WORK TO COMPLETE —
List every line of the data below that contains the word "covered", matching case exactly.

+===+

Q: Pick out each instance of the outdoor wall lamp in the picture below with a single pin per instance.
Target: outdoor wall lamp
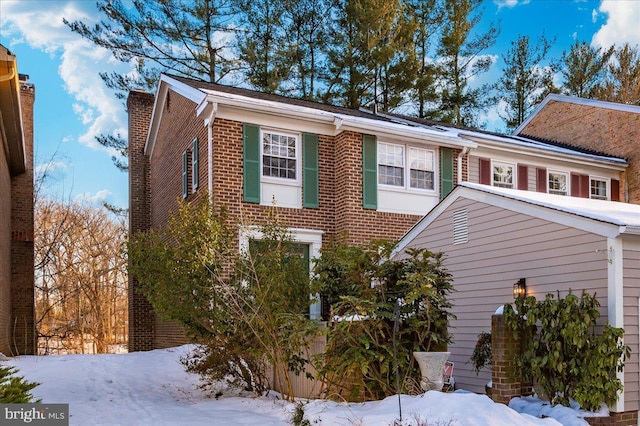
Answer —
(520, 289)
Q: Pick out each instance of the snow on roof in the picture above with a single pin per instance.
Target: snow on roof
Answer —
(616, 213)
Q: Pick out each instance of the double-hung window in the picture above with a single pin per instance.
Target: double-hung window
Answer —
(405, 167)
(502, 175)
(558, 183)
(280, 156)
(598, 189)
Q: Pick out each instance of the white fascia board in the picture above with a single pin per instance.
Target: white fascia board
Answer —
(340, 122)
(268, 107)
(448, 138)
(544, 151)
(165, 84)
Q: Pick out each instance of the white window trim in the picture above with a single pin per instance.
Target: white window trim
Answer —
(278, 180)
(608, 186)
(312, 237)
(406, 170)
(514, 173)
(559, 172)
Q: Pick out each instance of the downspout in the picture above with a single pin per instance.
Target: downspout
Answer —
(209, 122)
(465, 151)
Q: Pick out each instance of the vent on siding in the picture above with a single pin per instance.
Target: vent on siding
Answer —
(460, 227)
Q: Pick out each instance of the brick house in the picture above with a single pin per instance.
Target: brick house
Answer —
(607, 127)
(17, 315)
(330, 171)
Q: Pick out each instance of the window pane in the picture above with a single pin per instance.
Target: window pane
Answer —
(278, 156)
(557, 183)
(599, 189)
(503, 175)
(390, 164)
(388, 175)
(421, 179)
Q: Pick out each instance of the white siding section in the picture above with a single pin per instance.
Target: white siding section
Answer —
(631, 274)
(503, 247)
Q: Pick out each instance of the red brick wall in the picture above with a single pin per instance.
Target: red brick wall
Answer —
(340, 185)
(22, 321)
(603, 130)
(141, 317)
(5, 252)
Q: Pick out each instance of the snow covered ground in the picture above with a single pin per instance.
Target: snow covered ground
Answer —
(152, 388)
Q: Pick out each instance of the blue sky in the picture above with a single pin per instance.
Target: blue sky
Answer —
(73, 105)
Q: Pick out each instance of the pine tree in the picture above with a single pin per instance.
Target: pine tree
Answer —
(584, 68)
(306, 27)
(371, 58)
(429, 18)
(14, 389)
(461, 59)
(525, 80)
(261, 44)
(622, 79)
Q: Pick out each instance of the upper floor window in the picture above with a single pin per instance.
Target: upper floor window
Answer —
(280, 155)
(399, 165)
(503, 175)
(558, 183)
(598, 189)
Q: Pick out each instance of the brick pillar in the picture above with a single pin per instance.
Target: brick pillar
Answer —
(22, 324)
(141, 315)
(507, 383)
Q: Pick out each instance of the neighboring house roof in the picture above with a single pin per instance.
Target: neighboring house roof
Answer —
(206, 94)
(11, 133)
(607, 218)
(578, 101)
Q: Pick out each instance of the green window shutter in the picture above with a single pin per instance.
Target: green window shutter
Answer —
(446, 171)
(195, 165)
(251, 169)
(185, 174)
(310, 194)
(369, 172)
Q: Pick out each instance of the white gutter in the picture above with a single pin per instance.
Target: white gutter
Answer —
(337, 120)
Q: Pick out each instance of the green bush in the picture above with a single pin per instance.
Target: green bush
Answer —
(566, 357)
(368, 290)
(14, 389)
(248, 309)
(482, 355)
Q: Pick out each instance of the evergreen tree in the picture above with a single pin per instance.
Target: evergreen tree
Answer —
(429, 18)
(306, 27)
(461, 59)
(525, 81)
(261, 44)
(372, 60)
(14, 389)
(622, 79)
(183, 37)
(584, 68)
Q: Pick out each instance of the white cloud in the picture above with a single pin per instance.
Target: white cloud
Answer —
(50, 167)
(510, 3)
(39, 24)
(98, 198)
(621, 24)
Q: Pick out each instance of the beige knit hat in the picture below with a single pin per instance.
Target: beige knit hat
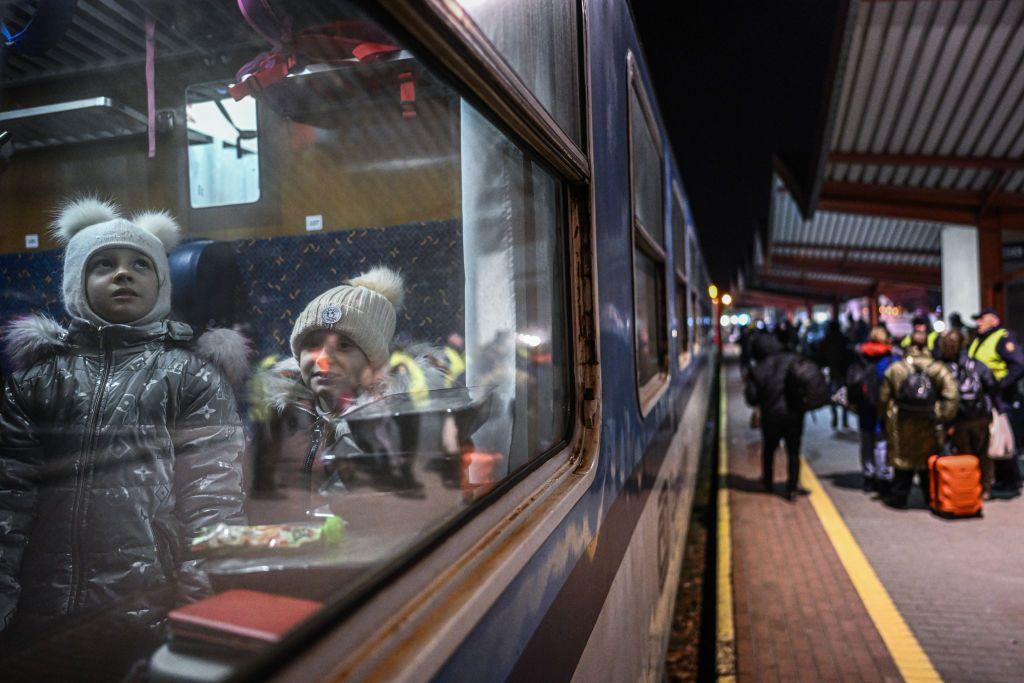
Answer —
(364, 309)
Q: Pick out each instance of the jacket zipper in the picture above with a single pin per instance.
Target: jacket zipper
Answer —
(89, 442)
(307, 466)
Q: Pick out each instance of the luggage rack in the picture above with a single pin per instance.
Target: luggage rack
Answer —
(71, 123)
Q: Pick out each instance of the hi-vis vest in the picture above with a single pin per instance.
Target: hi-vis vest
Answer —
(418, 388)
(987, 352)
(932, 336)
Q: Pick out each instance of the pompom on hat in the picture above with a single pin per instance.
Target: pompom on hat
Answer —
(86, 225)
(365, 309)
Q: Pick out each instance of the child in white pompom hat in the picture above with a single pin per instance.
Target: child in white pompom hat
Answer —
(119, 436)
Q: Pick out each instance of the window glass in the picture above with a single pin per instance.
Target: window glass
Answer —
(540, 40)
(646, 170)
(398, 280)
(651, 350)
(679, 240)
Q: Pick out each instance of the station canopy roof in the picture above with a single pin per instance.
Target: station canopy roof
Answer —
(923, 126)
(929, 130)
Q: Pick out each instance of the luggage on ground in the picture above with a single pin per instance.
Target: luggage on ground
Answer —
(806, 387)
(954, 483)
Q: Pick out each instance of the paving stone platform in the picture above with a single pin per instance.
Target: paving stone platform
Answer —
(957, 584)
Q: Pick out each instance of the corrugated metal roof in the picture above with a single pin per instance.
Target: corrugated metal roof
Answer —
(903, 241)
(933, 97)
(929, 131)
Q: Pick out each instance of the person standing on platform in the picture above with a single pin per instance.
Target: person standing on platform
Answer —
(862, 383)
(918, 395)
(835, 354)
(977, 387)
(997, 347)
(921, 324)
(779, 421)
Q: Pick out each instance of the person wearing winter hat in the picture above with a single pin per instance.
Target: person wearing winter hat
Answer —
(341, 349)
(119, 436)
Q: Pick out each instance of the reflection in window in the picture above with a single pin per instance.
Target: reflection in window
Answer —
(404, 300)
(539, 39)
(646, 169)
(648, 252)
(223, 147)
(679, 241)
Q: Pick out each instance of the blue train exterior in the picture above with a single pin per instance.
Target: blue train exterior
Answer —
(594, 598)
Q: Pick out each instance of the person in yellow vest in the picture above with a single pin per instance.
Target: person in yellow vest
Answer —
(921, 324)
(998, 349)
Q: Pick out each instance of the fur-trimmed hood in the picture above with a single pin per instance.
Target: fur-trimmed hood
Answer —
(33, 338)
(279, 387)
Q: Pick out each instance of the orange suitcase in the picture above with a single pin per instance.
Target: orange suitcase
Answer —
(955, 485)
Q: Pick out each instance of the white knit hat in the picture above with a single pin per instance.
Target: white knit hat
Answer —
(364, 309)
(87, 225)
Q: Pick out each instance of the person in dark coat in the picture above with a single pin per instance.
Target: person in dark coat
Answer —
(863, 382)
(766, 390)
(835, 355)
(969, 430)
(119, 438)
(306, 457)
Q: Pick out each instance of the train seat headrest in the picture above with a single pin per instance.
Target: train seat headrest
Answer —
(204, 276)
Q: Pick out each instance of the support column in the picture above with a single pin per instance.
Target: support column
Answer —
(990, 263)
(962, 270)
(872, 305)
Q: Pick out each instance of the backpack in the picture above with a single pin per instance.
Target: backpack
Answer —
(805, 387)
(916, 393)
(862, 384)
(973, 401)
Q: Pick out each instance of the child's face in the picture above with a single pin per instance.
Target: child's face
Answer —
(334, 368)
(121, 285)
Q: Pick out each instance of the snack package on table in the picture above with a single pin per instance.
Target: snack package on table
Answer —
(236, 539)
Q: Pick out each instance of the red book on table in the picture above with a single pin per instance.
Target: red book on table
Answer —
(249, 614)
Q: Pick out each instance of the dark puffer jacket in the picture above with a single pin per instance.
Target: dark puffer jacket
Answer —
(116, 445)
(304, 458)
(766, 383)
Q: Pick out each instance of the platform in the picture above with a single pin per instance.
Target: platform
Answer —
(835, 586)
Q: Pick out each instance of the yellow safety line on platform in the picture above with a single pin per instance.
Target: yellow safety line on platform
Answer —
(725, 646)
(910, 658)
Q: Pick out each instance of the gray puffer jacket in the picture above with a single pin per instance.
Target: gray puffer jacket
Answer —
(117, 444)
(303, 457)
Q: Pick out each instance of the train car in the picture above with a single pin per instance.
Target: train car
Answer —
(521, 517)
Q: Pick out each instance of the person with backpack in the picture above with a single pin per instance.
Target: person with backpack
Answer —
(918, 395)
(862, 383)
(977, 387)
(999, 349)
(778, 385)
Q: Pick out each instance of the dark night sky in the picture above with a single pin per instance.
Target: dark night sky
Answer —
(740, 84)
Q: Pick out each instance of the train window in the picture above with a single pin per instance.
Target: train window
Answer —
(648, 252)
(223, 147)
(292, 401)
(679, 240)
(540, 40)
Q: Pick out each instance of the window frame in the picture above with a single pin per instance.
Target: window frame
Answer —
(520, 513)
(650, 390)
(681, 248)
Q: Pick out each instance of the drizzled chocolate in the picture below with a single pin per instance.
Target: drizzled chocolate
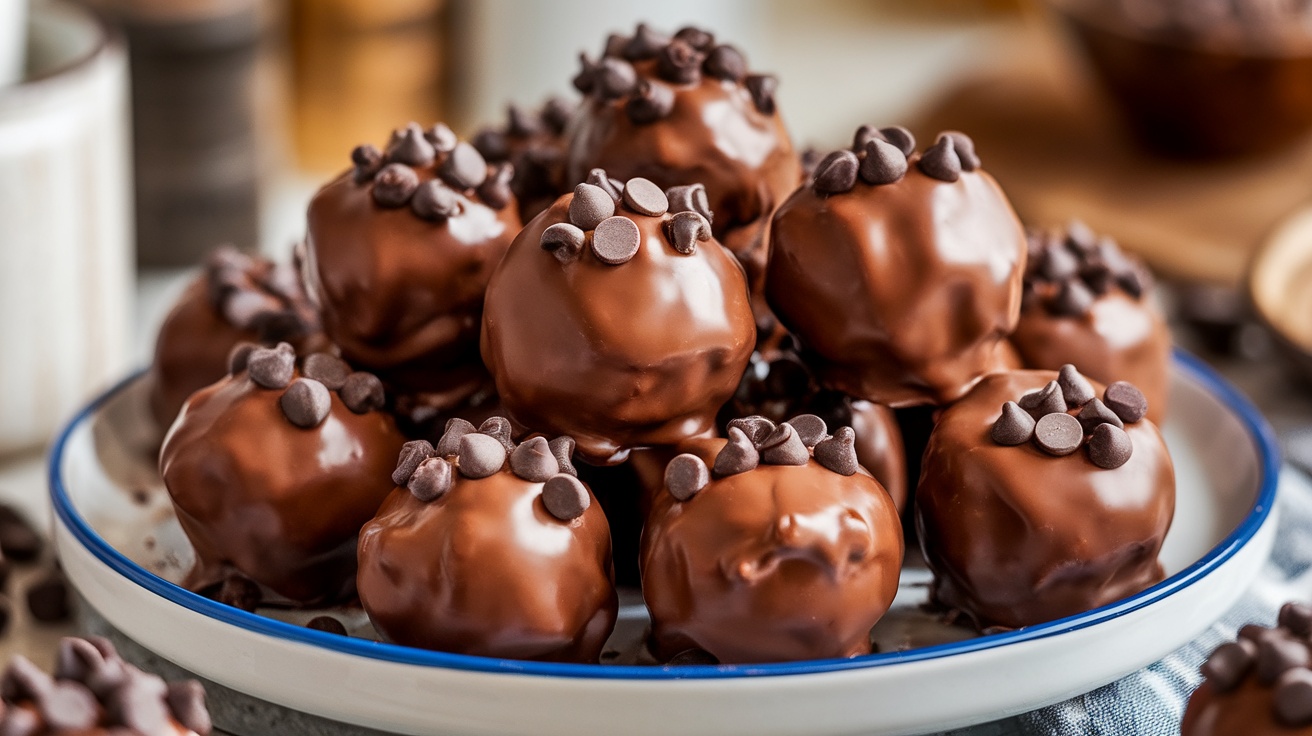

+===+

OUTPUT FOR THIS TASK —
Q: Pick out each instance of the snow covered ground in the picture above with a single pin per instance.
Target: snow covered ground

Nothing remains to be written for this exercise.